## begin DOCUMENT SECTION
ADD ${SYDR_ARCHIVE} ./
RUN unzip -o ${SYDR_ARCHIVE} && rm ${SYDR_ARCHIVE}
RUN OUT_DIR=/ cargo make all

# Prepare seed corpus.
RUN mkdir /corpus && find /xlnt -name "*.xlsx" | xargs -I {} cp {} /corpus
RUN cp -r /corpus /save_corpus
RUN for file in /save_corpus/*; do sed -i '1s/^/\x00\x05/' $file; done

Please note that to build Docker, you will need the sydr.zip archive containing the binary files and libraries required for LibAFL-DiFuzz to work. Let's build the image using the command:

$ sudo docker build --build-arg SYDR_ARCHIVE="sydr.zip" -t oss-sydr-fuzz-libafl-xlnt -f ./Dockerfile_libafl .

Building for LibAFL-DiFuzz

Let's take a closer look at how LibAFL-DiFuzz targets are built in Makefile.toml. Building the program directly for the LibAFL-DiFuzz fuzzer is done in several stages. First, a preliminary build is performed with the addition of debug information using the wllvm/wllvm++ compilers. Next, the resulting binary file is statically analyzed using the DiFuzz tool. To run static analysis of the program, you need to specify the path to the config.toml configuration file and to the program binary file obtained as a result of the wllvm/wllvm++ build, as well as arguments specific to the analysis. These steps are described by the difuzz goal in the Makefile.toml file:

[tasks.difuzz_unix]
script_runner = "@shell"
script = '''
cd ${PROJECT_DIR}
export LLVM_COMPILER=clang
export CC=wllvm; export CXX=wllvm++
export CFLAGS="-g -fsanitize=address,integer,bounds,null,undefined,float-divide-by-zero"; export CXXFLAGS="$CFLAGS"
## end DOCUMENT SECTION
--- PROBLEM DETAILS ---
Condense the paragraph in the LibAFL-DiFuzz build excerpt that begins "Let's take a closer look" into a short bulleted list that keeps its main facts. The rows are separate material, unconnected to the build excerpt.
## begin MATERIAL SHOWN
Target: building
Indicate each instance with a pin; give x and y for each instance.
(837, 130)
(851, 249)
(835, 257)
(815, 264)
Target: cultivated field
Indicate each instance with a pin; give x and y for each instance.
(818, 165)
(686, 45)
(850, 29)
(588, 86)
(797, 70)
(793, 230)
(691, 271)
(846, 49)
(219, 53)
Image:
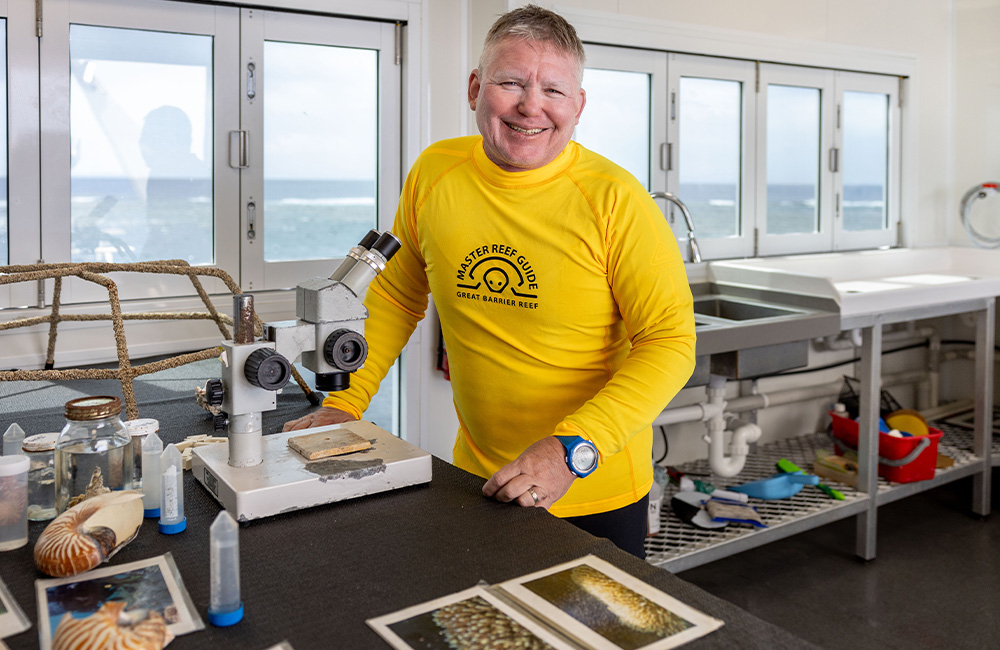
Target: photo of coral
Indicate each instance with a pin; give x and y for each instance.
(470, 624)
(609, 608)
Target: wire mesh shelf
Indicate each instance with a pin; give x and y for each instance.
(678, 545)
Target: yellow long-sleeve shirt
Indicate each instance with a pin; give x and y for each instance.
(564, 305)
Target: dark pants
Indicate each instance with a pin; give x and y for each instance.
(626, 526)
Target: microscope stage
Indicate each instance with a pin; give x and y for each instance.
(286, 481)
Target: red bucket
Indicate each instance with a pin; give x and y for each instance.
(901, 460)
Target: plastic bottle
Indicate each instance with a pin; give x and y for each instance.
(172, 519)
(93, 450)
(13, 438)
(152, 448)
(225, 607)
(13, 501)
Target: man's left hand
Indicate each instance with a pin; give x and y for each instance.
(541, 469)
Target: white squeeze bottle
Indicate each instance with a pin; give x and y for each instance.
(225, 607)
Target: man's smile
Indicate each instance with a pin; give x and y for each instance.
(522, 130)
## end MATERIAL SHOWN
--- RESPONSE TO THE EXERCISE ---
- Makefile.toml defines how LibAFL-DiFuzz targets are built, in several stages.
- First, a preliminary build adds debug information using the wllvm/wllvm++ compilers.
- Next, the DiFuzz tool statically analyzes the resulting binary.
- Static analysis requires the path to the config.toml file, the path to the binary from the wllvm/wllvm++ build, and analysis-specific arguments.
- The difuzz goal in Makefile.toml describes these steps.